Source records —
- - - - - - -
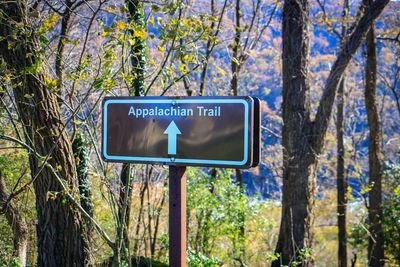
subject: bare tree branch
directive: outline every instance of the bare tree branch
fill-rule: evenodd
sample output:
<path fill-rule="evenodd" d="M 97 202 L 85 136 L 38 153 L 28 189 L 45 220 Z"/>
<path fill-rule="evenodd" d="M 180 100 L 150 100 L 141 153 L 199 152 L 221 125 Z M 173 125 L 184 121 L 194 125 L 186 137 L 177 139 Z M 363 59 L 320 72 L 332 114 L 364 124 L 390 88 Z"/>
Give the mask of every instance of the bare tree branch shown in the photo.
<path fill-rule="evenodd" d="M 332 32 L 339 38 L 342 38 L 342 35 L 335 29 L 335 27 L 333 27 L 333 25 L 329 22 L 328 16 L 326 15 L 326 10 L 325 10 L 325 6 L 321 3 L 321 0 L 317 0 L 317 3 L 319 5 L 319 7 L 322 10 L 322 13 L 324 15 L 324 21 L 326 22 L 326 24 L 328 24 L 328 27 L 332 30 Z"/>
<path fill-rule="evenodd" d="M 214 16 L 215 13 L 215 7 L 214 7 L 214 0 L 211 1 L 211 15 Z M 218 36 L 220 29 L 221 29 L 221 22 L 222 22 L 222 18 L 224 16 L 225 10 L 226 10 L 226 4 L 228 3 L 227 0 L 224 1 L 224 6 L 222 7 L 221 10 L 221 14 L 219 16 L 219 20 L 218 20 L 218 25 L 217 25 L 217 30 L 215 31 L 214 35 L 213 35 L 213 39 L 208 39 L 207 41 L 207 48 L 206 48 L 206 56 L 205 56 L 205 60 L 203 63 L 203 70 L 201 73 L 201 78 L 200 78 L 200 89 L 199 89 L 199 95 L 203 95 L 204 93 L 204 87 L 206 84 L 206 76 L 207 76 L 207 70 L 208 70 L 208 61 L 210 60 L 210 56 L 211 56 L 211 52 L 214 50 L 214 47 L 216 45 L 215 42 L 215 38 Z M 214 23 L 211 23 L 211 30 L 214 30 Z"/>
<path fill-rule="evenodd" d="M 326 81 L 324 92 L 321 97 L 320 105 L 318 107 L 317 115 L 312 127 L 312 134 L 314 136 L 313 140 L 315 140 L 315 142 L 312 144 L 312 147 L 317 153 L 320 153 L 323 147 L 326 130 L 331 117 L 332 106 L 335 100 L 339 82 L 342 79 L 342 75 L 353 54 L 356 52 L 362 40 L 364 39 L 371 24 L 379 16 L 388 3 L 389 0 L 376 0 L 374 3 L 372 3 L 371 7 L 358 21 L 354 31 L 345 41 L 343 49 L 339 52 L 339 55 L 333 64 Z"/>
<path fill-rule="evenodd" d="M 396 35 L 396 37 L 377 37 L 376 39 L 381 41 L 390 41 L 395 42 L 396 44 L 400 45 L 400 32 Z"/>
<path fill-rule="evenodd" d="M 265 126 L 261 126 L 261 129 L 267 131 L 267 132 L 270 133 L 272 136 L 274 136 L 274 137 L 276 137 L 276 138 L 278 138 L 278 139 L 282 139 L 282 136 L 281 136 L 281 135 L 275 133 L 274 131 L 272 131 L 271 129 L 269 129 L 269 128 L 265 127 Z"/>

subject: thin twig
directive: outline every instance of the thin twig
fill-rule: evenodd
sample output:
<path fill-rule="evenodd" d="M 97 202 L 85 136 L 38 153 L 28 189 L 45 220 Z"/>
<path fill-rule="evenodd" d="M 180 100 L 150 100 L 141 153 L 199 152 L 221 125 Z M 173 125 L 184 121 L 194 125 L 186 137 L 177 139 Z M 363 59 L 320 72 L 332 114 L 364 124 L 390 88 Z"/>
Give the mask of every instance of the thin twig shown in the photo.
<path fill-rule="evenodd" d="M 179 27 L 179 21 L 181 20 L 181 16 L 182 16 L 182 9 L 179 9 L 179 15 L 178 15 L 178 20 L 176 22 L 176 27 L 174 29 L 174 38 L 172 39 L 172 43 L 171 43 L 171 47 L 168 50 L 167 56 L 164 59 L 164 62 L 162 63 L 160 70 L 157 72 L 156 76 L 153 78 L 153 80 L 150 82 L 149 86 L 146 89 L 146 92 L 144 93 L 144 96 L 147 96 L 147 94 L 149 93 L 151 87 L 153 86 L 153 84 L 155 83 L 155 81 L 158 79 L 158 77 L 160 76 L 161 72 L 164 70 L 165 65 L 168 62 L 168 59 L 172 53 L 172 51 L 174 50 L 174 44 L 176 41 L 176 37 L 178 36 L 178 27 Z"/>
<path fill-rule="evenodd" d="M 321 3 L 320 0 L 317 0 L 318 5 L 320 6 L 322 13 L 323 13 L 323 18 L 325 23 L 329 26 L 329 28 L 331 28 L 332 32 L 339 38 L 342 38 L 342 35 L 332 26 L 332 24 L 329 22 L 328 20 L 328 16 L 326 15 L 326 10 L 325 10 L 325 6 Z"/>
<path fill-rule="evenodd" d="M 282 139 L 282 136 L 273 132 L 271 129 L 265 127 L 265 126 L 261 126 L 261 129 L 267 131 L 268 133 L 272 134 L 273 136 L 275 136 L 276 138 Z"/>
<path fill-rule="evenodd" d="M 196 67 L 194 67 L 193 69 L 191 69 L 190 71 L 186 72 L 185 74 L 182 74 L 179 78 L 175 78 L 173 82 L 171 82 L 165 89 L 164 91 L 161 93 L 160 96 L 163 96 L 175 83 L 179 82 L 180 80 L 182 80 L 184 77 L 186 77 L 188 74 L 194 72 L 198 67 L 200 67 L 200 65 L 196 65 Z"/>

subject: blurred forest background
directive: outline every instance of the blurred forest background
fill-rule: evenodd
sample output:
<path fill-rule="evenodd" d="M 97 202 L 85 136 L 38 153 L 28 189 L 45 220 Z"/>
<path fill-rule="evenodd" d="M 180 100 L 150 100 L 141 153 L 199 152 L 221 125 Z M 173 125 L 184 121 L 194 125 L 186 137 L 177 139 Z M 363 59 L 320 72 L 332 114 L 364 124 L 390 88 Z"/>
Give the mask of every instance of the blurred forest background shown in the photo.
<path fill-rule="evenodd" d="M 291 143 L 282 130 L 282 21 L 291 2 L 303 4 L 308 23 L 313 120 L 346 40 L 357 37 L 369 5 L 385 1 L 0 0 L 0 265 L 168 264 L 168 168 L 100 156 L 102 98 L 160 95 L 262 100 L 258 167 L 187 169 L 188 265 L 366 266 L 379 243 L 373 218 L 387 266 L 400 265 L 399 1 L 383 4 L 374 36 L 360 39 L 340 76 L 314 151 L 308 241 L 280 259 Z M 377 52 L 375 119 L 366 108 L 368 40 Z M 378 215 L 369 217 L 378 184 Z"/>

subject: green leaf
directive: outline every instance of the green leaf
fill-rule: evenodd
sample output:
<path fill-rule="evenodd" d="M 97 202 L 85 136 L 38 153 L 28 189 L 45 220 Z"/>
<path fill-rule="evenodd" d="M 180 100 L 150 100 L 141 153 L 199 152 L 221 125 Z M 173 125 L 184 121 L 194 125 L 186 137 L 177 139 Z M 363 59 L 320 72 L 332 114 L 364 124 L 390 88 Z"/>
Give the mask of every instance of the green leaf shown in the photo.
<path fill-rule="evenodd" d="M 39 58 L 36 58 L 35 65 L 32 68 L 32 73 L 37 73 L 39 71 L 39 68 L 40 68 L 40 60 Z"/>
<path fill-rule="evenodd" d="M 44 35 L 40 35 L 39 40 L 44 44 L 48 44 L 50 42 L 49 39 L 47 39 L 47 37 Z"/>
<path fill-rule="evenodd" d="M 104 81 L 104 77 L 100 78 L 100 79 L 96 79 L 93 83 L 93 87 L 96 89 L 99 89 L 101 87 L 101 85 L 103 84 Z"/>
<path fill-rule="evenodd" d="M 157 6 L 157 5 L 152 5 L 152 6 L 151 6 L 151 9 L 152 9 L 154 12 L 159 12 L 159 11 L 161 10 L 161 7 L 159 7 L 159 6 Z"/>

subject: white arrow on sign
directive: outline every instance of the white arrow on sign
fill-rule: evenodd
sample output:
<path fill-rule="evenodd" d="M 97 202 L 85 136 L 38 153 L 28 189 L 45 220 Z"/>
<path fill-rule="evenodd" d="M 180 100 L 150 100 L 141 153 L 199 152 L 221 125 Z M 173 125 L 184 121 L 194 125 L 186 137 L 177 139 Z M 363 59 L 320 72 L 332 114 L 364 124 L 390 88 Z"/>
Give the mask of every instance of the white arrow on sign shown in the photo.
<path fill-rule="evenodd" d="M 182 134 L 179 131 L 178 126 L 176 126 L 174 121 L 168 125 L 167 129 L 164 131 L 164 134 L 168 134 L 168 154 L 175 155 L 176 154 L 176 136 L 178 134 Z"/>

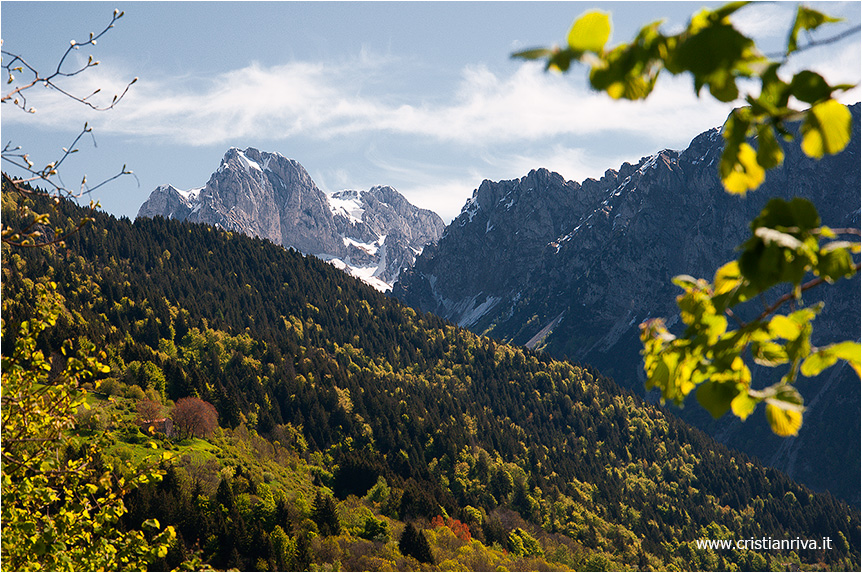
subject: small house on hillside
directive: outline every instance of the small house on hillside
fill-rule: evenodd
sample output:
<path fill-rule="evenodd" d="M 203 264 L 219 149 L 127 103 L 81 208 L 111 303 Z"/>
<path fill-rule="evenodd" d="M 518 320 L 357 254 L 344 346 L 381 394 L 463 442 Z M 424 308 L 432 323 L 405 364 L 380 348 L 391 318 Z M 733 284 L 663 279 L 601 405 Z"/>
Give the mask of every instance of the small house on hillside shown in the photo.
<path fill-rule="evenodd" d="M 138 425 L 145 434 L 164 434 L 169 438 L 174 436 L 174 422 L 170 418 L 156 420 L 138 420 Z"/>

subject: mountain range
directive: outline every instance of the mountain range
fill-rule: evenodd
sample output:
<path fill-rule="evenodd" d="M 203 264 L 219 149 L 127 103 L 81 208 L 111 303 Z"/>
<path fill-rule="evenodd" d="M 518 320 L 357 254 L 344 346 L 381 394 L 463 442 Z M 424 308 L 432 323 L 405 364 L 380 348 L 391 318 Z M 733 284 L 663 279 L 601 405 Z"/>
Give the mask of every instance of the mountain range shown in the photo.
- - - - - - -
Problem description — Only lines holding the string "directive" are wanted; gather each one from the entries above.

Answer to the exercise —
directive: outline every instance of the bare tree branch
directive: outline every instance of the thin twig
directive: outline every instance of the blurred forest background
directive: outline every instance of the green leaf
directive: outline every instance of the white arrow on sign
directive: outline every instance of the small house on hillside
directive: outline every instance of the mountain range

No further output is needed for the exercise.